◆ Problem to work on ◆
When you transcribe the entries below, begin at their first line and stop after the line containing "--target=pale faded jeans"; pictures stay out.

━━━━━ Data section ━━━━━

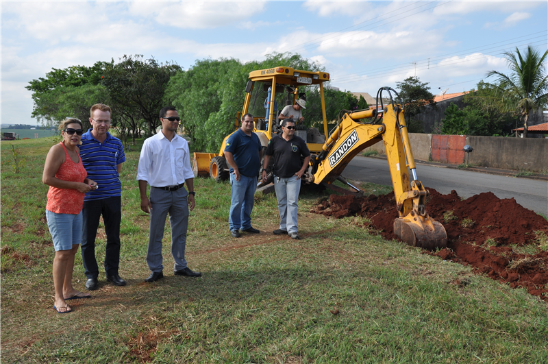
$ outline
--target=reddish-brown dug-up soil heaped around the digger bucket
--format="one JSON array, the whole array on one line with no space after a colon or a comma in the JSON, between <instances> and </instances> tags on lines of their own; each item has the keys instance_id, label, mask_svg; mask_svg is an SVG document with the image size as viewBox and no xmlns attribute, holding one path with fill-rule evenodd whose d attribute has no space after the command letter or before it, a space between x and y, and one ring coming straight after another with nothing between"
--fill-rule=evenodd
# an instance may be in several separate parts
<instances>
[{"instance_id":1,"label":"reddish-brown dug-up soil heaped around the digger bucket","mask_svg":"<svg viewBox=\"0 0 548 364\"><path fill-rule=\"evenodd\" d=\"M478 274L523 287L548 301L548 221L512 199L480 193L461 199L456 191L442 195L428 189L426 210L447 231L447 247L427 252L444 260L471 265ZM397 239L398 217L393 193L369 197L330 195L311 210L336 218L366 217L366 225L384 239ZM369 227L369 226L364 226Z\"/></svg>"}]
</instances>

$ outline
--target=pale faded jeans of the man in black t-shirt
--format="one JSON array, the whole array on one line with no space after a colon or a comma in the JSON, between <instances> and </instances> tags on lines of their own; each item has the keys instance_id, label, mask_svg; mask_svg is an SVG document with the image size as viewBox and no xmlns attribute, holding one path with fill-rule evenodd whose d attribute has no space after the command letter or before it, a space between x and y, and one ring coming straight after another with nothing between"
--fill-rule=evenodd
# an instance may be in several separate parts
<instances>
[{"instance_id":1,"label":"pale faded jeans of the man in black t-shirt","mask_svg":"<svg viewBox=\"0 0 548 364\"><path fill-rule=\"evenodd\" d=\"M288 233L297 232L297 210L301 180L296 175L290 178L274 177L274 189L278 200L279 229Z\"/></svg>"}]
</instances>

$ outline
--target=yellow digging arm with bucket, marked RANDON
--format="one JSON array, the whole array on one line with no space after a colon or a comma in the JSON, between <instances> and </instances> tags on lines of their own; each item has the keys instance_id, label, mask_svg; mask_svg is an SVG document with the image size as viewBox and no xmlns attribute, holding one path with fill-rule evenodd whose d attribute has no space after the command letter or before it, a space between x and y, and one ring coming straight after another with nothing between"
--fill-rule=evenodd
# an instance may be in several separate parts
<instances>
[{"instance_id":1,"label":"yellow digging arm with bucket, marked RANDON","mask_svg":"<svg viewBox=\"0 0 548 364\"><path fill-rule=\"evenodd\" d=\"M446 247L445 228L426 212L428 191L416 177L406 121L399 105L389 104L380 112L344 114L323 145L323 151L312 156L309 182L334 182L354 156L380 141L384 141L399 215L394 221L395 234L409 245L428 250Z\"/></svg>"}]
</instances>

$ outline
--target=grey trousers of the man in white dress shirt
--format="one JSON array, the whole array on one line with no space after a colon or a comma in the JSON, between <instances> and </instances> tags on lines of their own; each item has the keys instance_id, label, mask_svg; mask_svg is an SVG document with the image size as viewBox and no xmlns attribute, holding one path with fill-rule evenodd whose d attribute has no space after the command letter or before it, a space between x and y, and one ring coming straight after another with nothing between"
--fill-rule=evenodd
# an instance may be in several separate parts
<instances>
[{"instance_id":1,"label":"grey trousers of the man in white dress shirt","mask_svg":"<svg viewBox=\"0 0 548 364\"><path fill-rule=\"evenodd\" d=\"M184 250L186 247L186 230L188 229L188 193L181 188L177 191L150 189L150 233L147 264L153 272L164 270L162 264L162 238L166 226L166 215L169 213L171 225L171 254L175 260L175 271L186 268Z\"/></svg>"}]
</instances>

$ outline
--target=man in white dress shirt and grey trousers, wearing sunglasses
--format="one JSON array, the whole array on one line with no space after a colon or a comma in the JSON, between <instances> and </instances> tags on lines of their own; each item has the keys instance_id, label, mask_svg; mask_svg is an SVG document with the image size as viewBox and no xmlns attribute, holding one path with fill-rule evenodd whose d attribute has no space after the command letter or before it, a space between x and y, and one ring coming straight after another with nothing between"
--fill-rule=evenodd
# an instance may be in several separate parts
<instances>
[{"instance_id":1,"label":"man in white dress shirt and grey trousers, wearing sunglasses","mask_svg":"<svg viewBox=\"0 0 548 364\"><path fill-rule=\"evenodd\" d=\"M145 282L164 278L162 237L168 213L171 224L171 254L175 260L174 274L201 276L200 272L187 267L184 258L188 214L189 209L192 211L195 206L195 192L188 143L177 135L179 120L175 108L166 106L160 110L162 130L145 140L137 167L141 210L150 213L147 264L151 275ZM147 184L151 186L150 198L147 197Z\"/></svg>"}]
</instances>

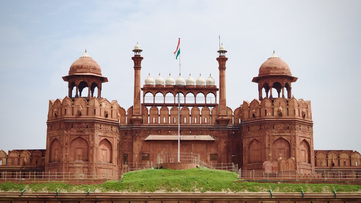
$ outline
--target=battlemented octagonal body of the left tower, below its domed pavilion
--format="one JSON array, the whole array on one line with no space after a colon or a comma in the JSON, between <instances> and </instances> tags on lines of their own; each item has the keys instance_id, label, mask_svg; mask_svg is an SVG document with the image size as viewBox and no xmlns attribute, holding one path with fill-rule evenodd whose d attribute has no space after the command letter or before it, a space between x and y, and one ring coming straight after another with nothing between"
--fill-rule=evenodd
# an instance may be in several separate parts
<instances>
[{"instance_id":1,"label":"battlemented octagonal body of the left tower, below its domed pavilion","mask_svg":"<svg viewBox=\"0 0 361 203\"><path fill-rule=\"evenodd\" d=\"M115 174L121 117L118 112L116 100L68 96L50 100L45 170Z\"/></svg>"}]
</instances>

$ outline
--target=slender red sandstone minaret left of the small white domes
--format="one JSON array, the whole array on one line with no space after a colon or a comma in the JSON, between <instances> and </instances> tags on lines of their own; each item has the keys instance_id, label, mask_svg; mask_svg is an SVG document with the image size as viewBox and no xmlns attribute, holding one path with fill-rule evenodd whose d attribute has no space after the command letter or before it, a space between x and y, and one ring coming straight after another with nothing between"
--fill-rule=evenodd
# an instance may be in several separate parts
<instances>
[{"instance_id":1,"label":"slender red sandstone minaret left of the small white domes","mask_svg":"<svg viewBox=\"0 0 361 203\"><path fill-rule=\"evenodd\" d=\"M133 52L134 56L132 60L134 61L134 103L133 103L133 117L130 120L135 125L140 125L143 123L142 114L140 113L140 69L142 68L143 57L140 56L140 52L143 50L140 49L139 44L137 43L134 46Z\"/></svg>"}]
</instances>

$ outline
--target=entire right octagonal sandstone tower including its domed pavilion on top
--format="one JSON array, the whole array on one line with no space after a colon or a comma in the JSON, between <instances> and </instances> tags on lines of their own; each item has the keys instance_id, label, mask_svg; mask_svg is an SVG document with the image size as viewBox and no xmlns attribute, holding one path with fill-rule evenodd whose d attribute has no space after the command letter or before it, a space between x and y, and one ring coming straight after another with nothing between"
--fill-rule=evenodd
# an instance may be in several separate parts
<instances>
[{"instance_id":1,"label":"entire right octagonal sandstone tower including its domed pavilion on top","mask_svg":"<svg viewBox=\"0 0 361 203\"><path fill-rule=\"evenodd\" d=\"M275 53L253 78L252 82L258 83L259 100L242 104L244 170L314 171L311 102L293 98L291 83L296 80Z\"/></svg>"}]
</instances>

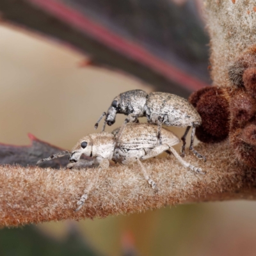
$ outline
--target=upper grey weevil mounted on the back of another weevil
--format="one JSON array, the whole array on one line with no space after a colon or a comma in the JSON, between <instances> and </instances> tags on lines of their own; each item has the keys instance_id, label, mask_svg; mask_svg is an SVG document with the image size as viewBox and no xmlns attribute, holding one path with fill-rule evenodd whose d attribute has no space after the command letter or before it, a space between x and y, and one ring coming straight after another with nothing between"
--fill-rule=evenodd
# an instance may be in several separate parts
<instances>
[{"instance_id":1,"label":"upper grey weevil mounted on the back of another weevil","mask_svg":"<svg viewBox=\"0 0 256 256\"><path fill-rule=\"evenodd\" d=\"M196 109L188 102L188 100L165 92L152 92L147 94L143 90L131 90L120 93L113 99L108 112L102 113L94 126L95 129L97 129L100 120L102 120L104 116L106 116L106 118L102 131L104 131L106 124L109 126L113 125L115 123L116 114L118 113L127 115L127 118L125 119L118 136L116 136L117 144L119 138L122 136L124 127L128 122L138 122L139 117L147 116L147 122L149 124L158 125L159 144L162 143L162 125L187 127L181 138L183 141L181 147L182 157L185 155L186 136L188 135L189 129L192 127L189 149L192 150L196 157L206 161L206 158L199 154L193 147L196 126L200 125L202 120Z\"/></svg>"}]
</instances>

━━━━━

◆ Solution ◆
$ outline
--target=reddish-brown dug-up soil heaped around the digger bucket
--format="one JSON array, the whole array on one line with no space after a colon or a comma in the JSON, between <instances> and </instances> tags on lines of their own; each item has the keys instance_id, label, mask_svg; mask_svg is an SVG document with the image size as viewBox and no xmlns attribute, holding one path with fill-rule evenodd whose d attribute has no space after the command letter or before it, a space between x and y, and one ring coming straight after another with nothing between"
--fill-rule=evenodd
# an instance may be in several separate parts
<instances>
[{"instance_id":1,"label":"reddish-brown dug-up soil heaped around the digger bucket","mask_svg":"<svg viewBox=\"0 0 548 364\"><path fill-rule=\"evenodd\" d=\"M478 274L523 287L548 301L548 221L512 199L480 193L461 199L456 191L442 195L428 189L426 210L447 231L447 247L427 252L444 260L471 265ZM397 239L398 217L393 193L369 197L330 195L311 210L336 218L366 217L366 225L384 239ZM369 227L369 226L364 226Z\"/></svg>"}]
</instances>

$ outline
--target=pale faded jeans of the man in black t-shirt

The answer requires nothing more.